Start of DOCUMENT EXTRACT

Nugg, one of the largest online marketplaces for cannabis delivery in California, has over 150 partner dispensaries throughout that state. “We're already seeing a massive spike in order volume across the state,” says Alex Milligan, co-founder of Nugg. “Over the last 7 days, we had a 26% increase in orders compared to the previous 7 day period.” The company says that right now it’s seeing large spikes in urban San Francisco—where since last Tuesday there has been a “shelter in place order” for nearly 7 million people—and Los Angeles, another city hit hard with COVID-19 cases, where orders are up.
Airfield Supply Co. in San Jose saw a 100% increase in business last week. To lighten the burden on customers, they also enacted free delivery—which, by the way, their fleet of Teslas delivers.
The Apothecarium, a dispensary chain with three locations throughout the Bay Area, has seen an uptick in sales as well as online orders and continues to service customers while taking extra precautions. “We feel a strong sense of purpose to keep our guests and team members safe while maintaining access to cannabis for the people who depend on us,” says Cali Manzello, Apothecarium Castro store manager. “Our operations have been transformed.” Manzello goes on to explain that they are being extremely strict about maintaining ‘social distancing’ inside the store and outside in lines and constantly sanitizing hands and surfaces. “It’s a strange, intense and challenging time, but everyone is pitching in, both team members and guests. [We] couldn’t be more grateful for everyone’s effort and understanding.”

End of DOCUMENT EXTRACT
Start of PROVIDED RECORDS

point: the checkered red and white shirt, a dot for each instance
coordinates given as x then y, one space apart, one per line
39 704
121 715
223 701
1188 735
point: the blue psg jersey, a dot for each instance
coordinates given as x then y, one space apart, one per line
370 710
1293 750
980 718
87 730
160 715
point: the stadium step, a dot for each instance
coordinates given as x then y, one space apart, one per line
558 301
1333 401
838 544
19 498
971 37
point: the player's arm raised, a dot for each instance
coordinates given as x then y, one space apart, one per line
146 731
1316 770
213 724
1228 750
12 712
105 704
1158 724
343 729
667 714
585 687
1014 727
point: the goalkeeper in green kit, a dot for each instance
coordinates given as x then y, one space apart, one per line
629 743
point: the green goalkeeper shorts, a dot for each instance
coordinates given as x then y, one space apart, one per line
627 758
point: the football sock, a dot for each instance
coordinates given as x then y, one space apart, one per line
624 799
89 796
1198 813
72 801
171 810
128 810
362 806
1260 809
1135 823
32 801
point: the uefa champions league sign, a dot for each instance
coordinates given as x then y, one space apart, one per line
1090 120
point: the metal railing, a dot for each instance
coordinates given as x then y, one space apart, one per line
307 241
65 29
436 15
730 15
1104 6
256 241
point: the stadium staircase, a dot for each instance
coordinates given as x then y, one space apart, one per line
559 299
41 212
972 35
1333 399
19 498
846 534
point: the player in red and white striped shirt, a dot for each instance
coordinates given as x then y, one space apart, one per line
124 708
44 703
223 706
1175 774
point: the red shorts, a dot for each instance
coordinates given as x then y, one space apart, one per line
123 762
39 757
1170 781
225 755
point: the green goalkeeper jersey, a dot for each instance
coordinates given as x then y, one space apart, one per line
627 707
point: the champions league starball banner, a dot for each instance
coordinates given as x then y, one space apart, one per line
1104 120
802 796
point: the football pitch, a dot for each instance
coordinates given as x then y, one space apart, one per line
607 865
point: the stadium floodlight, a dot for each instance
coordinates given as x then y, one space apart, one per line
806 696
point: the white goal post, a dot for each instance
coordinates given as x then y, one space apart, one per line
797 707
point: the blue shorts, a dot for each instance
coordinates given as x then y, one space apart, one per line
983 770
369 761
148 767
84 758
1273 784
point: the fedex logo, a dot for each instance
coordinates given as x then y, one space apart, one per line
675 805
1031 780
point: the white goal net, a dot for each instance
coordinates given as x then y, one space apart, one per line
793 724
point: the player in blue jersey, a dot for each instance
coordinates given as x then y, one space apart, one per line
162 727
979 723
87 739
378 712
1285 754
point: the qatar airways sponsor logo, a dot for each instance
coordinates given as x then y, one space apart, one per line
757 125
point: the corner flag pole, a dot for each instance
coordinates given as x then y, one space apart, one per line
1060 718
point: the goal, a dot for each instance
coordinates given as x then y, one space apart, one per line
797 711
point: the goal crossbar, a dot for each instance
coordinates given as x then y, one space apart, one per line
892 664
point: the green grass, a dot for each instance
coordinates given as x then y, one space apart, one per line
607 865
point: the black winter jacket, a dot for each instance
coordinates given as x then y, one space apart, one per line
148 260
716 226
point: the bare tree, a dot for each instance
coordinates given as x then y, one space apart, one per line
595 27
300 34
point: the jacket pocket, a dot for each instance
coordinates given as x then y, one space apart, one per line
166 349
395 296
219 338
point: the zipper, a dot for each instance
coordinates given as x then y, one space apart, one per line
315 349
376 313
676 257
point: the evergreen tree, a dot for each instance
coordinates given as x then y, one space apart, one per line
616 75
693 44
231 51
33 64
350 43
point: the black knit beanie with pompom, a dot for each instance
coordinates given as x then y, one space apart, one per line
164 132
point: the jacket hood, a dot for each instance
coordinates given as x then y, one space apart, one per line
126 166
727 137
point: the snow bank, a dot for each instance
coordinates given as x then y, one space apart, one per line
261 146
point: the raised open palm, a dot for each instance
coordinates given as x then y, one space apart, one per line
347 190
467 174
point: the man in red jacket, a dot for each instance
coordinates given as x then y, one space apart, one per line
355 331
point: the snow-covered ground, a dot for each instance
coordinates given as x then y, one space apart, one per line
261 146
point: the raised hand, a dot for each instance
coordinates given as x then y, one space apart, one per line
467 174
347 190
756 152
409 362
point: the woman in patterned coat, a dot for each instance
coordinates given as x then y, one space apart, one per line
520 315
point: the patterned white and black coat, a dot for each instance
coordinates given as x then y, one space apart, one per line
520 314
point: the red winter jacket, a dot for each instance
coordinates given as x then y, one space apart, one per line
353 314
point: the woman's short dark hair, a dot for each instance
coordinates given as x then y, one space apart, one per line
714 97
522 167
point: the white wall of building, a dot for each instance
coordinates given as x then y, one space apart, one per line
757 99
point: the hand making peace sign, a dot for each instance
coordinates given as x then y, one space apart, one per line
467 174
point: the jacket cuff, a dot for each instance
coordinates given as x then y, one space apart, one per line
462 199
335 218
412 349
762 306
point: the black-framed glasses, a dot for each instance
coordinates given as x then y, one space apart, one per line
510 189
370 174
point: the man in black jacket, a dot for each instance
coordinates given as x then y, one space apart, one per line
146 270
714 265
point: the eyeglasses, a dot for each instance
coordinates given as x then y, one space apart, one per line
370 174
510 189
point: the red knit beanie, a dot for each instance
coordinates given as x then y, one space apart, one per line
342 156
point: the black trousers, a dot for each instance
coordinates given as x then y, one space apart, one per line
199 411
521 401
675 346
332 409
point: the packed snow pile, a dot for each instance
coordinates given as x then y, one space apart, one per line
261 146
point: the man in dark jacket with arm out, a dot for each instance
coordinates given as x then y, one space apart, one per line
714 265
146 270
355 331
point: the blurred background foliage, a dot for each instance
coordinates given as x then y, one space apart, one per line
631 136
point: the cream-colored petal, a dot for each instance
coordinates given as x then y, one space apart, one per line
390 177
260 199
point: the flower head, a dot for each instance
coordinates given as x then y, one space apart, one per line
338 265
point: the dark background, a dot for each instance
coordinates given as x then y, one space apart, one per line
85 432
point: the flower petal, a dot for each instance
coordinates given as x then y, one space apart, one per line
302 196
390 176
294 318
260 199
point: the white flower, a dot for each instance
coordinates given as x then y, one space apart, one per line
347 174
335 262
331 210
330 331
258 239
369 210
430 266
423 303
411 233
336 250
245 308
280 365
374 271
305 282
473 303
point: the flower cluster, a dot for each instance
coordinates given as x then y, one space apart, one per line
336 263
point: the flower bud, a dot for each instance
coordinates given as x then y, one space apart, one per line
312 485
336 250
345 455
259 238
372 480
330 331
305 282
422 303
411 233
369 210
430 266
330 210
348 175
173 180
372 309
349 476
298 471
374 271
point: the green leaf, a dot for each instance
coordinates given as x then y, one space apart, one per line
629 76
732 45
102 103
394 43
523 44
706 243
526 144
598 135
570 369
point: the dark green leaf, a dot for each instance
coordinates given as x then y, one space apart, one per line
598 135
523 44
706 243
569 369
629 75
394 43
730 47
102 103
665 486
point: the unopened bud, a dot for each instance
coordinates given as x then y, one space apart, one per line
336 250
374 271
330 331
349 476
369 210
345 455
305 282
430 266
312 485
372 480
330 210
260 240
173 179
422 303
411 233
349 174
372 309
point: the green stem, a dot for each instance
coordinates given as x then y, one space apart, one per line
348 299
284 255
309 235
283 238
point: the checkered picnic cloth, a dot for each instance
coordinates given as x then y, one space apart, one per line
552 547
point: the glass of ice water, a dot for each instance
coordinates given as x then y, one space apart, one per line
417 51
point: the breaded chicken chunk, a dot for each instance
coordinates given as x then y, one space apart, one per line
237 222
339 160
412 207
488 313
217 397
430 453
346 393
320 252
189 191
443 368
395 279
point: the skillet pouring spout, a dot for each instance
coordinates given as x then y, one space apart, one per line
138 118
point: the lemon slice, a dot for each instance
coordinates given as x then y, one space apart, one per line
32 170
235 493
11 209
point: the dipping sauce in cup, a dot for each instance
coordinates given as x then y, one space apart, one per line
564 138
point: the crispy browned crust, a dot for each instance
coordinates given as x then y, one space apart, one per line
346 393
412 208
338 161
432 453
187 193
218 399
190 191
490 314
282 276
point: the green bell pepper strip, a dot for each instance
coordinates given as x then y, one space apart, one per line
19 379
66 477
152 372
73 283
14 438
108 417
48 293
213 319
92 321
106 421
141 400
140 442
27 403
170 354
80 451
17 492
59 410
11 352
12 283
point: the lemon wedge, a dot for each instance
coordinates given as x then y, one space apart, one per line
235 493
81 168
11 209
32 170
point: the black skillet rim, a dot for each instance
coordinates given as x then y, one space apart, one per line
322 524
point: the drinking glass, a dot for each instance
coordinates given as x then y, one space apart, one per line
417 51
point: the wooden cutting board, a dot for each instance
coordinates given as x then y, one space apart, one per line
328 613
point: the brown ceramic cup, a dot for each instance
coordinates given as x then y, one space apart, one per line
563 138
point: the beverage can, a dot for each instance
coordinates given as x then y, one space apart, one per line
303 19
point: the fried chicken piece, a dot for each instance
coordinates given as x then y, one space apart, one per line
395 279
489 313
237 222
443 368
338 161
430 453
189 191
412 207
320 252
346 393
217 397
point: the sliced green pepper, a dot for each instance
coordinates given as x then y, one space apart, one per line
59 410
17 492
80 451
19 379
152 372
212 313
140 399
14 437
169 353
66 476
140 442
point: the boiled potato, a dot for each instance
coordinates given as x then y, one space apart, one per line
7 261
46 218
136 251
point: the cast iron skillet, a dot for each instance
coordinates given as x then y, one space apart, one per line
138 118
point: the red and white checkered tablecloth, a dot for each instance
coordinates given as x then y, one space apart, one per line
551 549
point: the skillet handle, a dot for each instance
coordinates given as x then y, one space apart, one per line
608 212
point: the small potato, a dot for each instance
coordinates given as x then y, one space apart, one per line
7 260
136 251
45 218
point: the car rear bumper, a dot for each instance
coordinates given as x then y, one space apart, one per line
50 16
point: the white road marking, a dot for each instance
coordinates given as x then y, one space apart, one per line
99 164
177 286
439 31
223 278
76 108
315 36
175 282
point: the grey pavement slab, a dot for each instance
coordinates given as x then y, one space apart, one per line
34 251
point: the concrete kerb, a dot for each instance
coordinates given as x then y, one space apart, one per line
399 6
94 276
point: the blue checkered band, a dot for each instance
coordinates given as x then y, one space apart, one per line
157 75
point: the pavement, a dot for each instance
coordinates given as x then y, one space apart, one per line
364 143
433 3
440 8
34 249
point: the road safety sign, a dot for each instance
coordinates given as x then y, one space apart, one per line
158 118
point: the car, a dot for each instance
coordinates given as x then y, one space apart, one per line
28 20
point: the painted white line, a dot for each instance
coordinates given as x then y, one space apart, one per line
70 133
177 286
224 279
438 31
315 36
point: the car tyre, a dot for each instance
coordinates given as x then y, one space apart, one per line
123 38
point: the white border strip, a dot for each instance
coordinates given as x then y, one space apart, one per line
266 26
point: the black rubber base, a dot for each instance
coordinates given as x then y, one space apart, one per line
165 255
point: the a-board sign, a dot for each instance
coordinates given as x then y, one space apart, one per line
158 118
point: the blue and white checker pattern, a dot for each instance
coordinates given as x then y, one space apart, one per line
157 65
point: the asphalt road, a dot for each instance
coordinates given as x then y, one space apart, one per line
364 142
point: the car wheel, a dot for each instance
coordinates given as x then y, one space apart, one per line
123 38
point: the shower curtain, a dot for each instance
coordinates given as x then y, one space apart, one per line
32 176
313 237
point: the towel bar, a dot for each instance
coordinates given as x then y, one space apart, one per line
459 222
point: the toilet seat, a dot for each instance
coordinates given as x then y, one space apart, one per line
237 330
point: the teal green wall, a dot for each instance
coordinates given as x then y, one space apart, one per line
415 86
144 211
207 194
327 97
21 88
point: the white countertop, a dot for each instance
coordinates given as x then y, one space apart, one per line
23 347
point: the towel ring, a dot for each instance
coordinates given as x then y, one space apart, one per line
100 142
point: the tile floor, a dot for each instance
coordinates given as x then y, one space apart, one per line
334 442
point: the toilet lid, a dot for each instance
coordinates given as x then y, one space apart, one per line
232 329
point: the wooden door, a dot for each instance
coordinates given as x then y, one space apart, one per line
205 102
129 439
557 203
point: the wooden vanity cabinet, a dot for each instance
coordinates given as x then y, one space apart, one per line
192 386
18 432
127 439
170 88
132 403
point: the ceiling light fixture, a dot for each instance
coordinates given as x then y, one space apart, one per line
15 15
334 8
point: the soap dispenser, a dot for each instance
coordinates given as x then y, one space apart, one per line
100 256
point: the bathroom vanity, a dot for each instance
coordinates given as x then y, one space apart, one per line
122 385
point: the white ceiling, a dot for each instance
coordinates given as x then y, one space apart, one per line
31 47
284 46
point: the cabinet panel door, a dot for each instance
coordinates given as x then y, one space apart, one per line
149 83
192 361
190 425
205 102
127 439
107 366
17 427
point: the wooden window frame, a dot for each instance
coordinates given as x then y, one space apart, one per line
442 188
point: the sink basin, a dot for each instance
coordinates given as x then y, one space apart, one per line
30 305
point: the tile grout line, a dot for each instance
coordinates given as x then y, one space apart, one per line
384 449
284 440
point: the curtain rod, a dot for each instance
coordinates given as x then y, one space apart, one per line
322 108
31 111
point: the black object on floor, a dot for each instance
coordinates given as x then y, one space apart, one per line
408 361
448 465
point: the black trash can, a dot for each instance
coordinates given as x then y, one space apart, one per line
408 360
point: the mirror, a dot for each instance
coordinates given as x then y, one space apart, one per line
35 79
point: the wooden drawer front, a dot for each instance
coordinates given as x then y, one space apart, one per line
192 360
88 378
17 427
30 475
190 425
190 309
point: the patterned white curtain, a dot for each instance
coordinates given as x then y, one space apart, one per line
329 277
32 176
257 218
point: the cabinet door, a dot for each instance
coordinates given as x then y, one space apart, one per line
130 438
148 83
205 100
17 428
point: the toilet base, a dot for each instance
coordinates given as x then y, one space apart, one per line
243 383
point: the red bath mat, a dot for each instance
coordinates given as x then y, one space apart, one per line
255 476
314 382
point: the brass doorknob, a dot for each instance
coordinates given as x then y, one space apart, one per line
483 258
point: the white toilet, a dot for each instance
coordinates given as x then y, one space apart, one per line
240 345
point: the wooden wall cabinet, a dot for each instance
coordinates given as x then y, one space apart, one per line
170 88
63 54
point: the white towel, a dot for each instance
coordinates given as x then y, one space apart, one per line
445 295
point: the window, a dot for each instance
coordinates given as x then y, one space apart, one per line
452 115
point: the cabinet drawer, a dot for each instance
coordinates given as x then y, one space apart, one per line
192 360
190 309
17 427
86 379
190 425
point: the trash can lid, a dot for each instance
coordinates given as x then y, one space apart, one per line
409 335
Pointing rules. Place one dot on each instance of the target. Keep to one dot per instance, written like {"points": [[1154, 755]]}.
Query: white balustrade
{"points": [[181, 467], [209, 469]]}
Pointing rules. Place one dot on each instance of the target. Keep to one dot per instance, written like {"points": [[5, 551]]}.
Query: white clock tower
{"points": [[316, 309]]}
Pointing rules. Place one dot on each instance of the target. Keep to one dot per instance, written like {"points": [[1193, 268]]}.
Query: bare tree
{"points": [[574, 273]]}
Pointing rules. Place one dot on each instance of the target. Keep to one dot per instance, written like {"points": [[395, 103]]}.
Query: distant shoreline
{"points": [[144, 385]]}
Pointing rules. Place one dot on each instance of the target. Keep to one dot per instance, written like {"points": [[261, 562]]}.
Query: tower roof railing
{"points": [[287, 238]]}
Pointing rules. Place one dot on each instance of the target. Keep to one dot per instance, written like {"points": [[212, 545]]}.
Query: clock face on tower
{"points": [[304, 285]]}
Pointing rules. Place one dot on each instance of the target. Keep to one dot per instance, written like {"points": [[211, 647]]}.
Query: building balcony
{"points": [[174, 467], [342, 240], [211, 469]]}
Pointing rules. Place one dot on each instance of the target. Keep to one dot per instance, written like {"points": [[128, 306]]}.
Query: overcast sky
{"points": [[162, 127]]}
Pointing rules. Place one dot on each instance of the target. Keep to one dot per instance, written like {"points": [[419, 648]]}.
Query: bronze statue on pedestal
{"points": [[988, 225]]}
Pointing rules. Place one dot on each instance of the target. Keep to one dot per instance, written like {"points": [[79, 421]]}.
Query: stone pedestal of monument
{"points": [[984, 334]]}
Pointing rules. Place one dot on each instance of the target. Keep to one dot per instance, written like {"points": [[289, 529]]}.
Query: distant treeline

End of PROVIDED RECORDS

# INSTRUCTIONS FOR THE TASK
Pick up the article on California cannabis sales during COVID-19 after its final sentence and continue it. The data above come from a separate source unrelated to the article.

# ANSWER SECTION
Harborside saw their biggest sales day on Monday after implementing curbside pick-up in Oakland and is utilizing drive-through at their Desert Hot Springs location. The company is allocating more staff to delivery and hiring new delivery staff as well.
Glass House Group is offering 20 perecent off all delivery orders for seniors age 65 and older who are at greater risk for contracting COVID-19. The company has expanded its express online ordering and delivery operations, reporting sales on Friday that surpassed what is usually their biggest annual sales day, 4/20.
Cities have heard the calls from both policymakers and citizens as two leading cities, Los Angeles and San Francisco—that are also among the hardest hit by the pandemic—have made it clear: dispensaries can remain open. Now it’s time for California to follow suit to make the “essential” classification for dispensaries statewide.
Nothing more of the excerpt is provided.